***** ZAPISANE DANE

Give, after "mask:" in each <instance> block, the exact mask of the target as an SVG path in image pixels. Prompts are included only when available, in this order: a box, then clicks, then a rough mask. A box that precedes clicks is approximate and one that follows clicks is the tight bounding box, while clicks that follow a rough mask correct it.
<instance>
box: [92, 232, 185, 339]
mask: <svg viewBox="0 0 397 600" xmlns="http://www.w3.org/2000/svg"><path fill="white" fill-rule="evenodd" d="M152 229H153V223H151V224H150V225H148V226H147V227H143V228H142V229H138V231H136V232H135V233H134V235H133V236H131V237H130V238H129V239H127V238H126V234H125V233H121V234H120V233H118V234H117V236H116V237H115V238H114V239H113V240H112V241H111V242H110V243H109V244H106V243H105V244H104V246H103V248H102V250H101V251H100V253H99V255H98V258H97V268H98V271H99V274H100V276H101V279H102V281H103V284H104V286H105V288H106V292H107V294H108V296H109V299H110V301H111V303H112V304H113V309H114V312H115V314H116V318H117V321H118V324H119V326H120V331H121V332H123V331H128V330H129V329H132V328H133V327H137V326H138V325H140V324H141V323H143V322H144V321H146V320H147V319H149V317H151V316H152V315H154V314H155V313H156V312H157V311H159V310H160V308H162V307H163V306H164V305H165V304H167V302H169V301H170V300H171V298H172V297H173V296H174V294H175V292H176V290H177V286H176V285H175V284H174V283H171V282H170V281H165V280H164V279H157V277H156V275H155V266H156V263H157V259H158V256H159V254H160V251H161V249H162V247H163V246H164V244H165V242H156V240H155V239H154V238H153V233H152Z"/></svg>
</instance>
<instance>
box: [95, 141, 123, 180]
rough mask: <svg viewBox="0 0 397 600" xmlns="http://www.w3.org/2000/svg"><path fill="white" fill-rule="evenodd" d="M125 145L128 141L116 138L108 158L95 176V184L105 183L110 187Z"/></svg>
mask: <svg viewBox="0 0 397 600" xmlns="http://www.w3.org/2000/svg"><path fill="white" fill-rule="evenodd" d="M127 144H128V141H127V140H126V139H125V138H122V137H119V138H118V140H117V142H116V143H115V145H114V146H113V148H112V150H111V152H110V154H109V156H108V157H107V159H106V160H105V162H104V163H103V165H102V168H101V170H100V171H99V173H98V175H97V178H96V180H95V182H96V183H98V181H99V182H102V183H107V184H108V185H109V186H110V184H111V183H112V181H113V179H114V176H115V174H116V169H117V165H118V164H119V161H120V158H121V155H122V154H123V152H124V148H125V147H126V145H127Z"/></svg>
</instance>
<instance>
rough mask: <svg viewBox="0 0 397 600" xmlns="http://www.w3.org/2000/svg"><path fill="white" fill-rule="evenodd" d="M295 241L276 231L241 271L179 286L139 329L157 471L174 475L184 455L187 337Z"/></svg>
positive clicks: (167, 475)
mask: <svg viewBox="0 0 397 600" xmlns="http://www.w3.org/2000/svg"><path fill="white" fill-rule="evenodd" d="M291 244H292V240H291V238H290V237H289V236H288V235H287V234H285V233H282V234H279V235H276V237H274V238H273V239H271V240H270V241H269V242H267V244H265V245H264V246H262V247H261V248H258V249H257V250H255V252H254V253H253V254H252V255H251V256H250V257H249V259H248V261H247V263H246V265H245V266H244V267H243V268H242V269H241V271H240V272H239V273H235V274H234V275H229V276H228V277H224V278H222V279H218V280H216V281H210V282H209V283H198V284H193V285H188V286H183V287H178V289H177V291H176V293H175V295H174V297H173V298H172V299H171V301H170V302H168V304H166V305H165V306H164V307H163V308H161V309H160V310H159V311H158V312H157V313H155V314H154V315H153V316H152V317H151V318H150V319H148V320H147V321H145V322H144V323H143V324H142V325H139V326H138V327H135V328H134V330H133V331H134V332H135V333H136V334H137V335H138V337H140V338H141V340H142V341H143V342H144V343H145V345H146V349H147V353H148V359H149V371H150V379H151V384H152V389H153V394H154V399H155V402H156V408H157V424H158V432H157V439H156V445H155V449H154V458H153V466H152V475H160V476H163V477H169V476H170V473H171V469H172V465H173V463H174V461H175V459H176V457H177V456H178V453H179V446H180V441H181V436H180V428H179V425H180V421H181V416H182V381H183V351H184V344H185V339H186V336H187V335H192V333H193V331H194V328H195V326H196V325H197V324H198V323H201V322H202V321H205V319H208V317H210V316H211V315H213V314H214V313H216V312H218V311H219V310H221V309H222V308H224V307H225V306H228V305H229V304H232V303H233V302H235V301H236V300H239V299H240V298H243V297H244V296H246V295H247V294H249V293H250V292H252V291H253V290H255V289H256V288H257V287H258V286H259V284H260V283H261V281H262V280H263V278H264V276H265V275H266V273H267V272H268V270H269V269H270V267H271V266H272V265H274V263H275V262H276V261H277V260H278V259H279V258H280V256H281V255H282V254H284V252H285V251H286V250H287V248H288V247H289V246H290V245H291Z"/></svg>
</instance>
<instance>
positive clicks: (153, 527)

**********

◆ POLECENIE ◆
Przepisz, proszę, wszystkie powyższe pozycje, zastępując każde wystąpienie „rough mask” wyrażeniem „approximate mask”. Poza tym nic nie zmieniaj.

◆ ODPOWIEDŹ PISEMNA ◆
Give, after "mask:" in each <instance> block, the exact mask of the target as an SVG path in image pixels. Prompts are included only when available, in this order: a box, then clicks, then a approximate mask. A box that precedes clicks is approximate and one that follows clicks is the tight bounding box, while clicks that follow a approximate mask correct it.
<instance>
box: [92, 232, 185, 339]
mask: <svg viewBox="0 0 397 600" xmlns="http://www.w3.org/2000/svg"><path fill="white" fill-rule="evenodd" d="M152 229H153V223H151V224H150V225H148V226H147V227H143V228H142V229H138V231H136V232H135V233H134V235H133V236H131V237H130V238H129V239H127V238H126V234H125V233H121V234H120V233H118V234H117V236H116V237H115V238H114V239H113V240H112V241H111V242H110V243H109V244H106V243H105V244H104V246H103V248H102V250H101V251H100V253H99V255H98V258H97V268H98V271H99V274H100V276H101V279H102V281H103V284H104V286H105V288H106V292H107V294H108V296H109V299H110V301H111V303H112V304H113V309H114V312H115V314H116V318H117V321H118V324H119V326H120V331H121V332H123V331H128V330H129V329H132V328H133V327H137V326H138V325H140V324H141V323H143V322H144V321H146V320H147V319H149V317H151V316H152V315H154V314H155V313H156V312H157V311H159V310H160V308H162V307H163V306H164V305H165V304H167V302H169V301H170V300H171V298H172V297H173V296H174V294H175V292H176V290H177V286H176V285H175V284H174V283H171V282H170V281H165V280H164V279H157V277H156V275H155V266H156V263H157V259H158V256H159V254H160V251H161V249H162V247H163V246H164V244H165V242H156V240H155V239H154V238H153V233H152Z"/></svg>
</instance>
<instance>
box: [95, 141, 123, 180]
approximate mask: <svg viewBox="0 0 397 600" xmlns="http://www.w3.org/2000/svg"><path fill="white" fill-rule="evenodd" d="M125 145L128 141L116 138L108 158L95 176V184L105 183L110 187Z"/></svg>
mask: <svg viewBox="0 0 397 600" xmlns="http://www.w3.org/2000/svg"><path fill="white" fill-rule="evenodd" d="M127 144H128V141H127V140H126V139H125V138H122V137H119V138H118V140H117V142H116V143H115V145H114V146H113V148H112V150H111V152H110V154H109V156H108V157H107V159H106V160H105V162H104V163H103V165H102V168H101V170H100V171H99V173H98V175H97V178H96V180H95V182H96V183H98V181H99V182H102V183H107V184H108V185H109V186H110V184H111V183H112V181H113V179H114V176H115V174H116V169H117V165H118V164H119V161H120V158H121V155H122V154H123V152H124V148H125V147H126V145H127Z"/></svg>
</instance>
<instance>
approximate mask: <svg viewBox="0 0 397 600" xmlns="http://www.w3.org/2000/svg"><path fill="white" fill-rule="evenodd" d="M295 241L276 231L241 271L179 286L139 329L157 471L174 475L184 455L187 337Z"/></svg>
positive clicks: (167, 475)
mask: <svg viewBox="0 0 397 600" xmlns="http://www.w3.org/2000/svg"><path fill="white" fill-rule="evenodd" d="M291 244H292V240H291V238H290V237H289V236H288V235H287V234H285V233H282V234H279V235H276V237H274V238H273V239H271V240H270V241H269V242H267V244H265V245H264V246H262V247H261V248H258V249H257V250H255V252H254V253H253V254H252V255H251V256H250V257H249V259H248V261H247V263H246V265H245V266H244V267H243V268H242V269H241V271H240V272H239V273H235V274H234V275H229V276H228V277H224V278H222V279H218V280H216V281H210V282H209V283H198V284H193V285H188V286H183V287H178V289H177V291H176V293H175V295H174V297H173V298H172V299H171V301H170V302H168V304H166V305H165V306H164V307H163V308H161V309H160V310H159V311H158V312H157V313H155V314H154V315H153V316H152V317H151V318H150V319H148V320H147V321H145V322H144V323H143V324H142V325H139V326H138V327H135V328H134V330H133V331H134V332H135V333H136V334H137V335H138V337H140V338H141V340H142V341H143V342H144V343H145V345H146V349H147V353H148V359H149V371H150V379H151V384H152V389H153V394H154V399H155V402H156V408H157V424H158V432H157V439H156V445H155V449H154V458H153V466H152V475H160V476H163V477H169V476H170V473H171V469H172V465H173V463H174V461H175V459H176V457H177V456H178V453H179V446H180V441H181V436H180V428H179V425H180V421H181V416H182V381H183V351H184V344H185V339H186V336H187V335H192V333H193V331H194V328H195V326H196V325H197V324H198V323H201V322H202V321H205V319H208V317H210V316H211V315H213V314H214V313H216V312H218V311H219V310H221V309H222V308H224V307H225V306H228V305H229V304H232V303H233V302H235V301H236V300H239V299H240V298H243V297H244V296H246V295H247V294H249V293H250V292H252V291H253V290H255V289H256V288H257V287H258V286H259V284H260V283H261V281H262V280H263V278H264V276H265V275H266V273H267V272H268V270H269V269H270V267H271V266H272V265H274V263H275V262H276V261H277V260H278V259H279V258H280V256H281V255H282V254H284V252H285V251H286V250H287V248H288V247H289V246H290V245H291Z"/></svg>
</instance>
<instance>
positive clicks: (153, 527)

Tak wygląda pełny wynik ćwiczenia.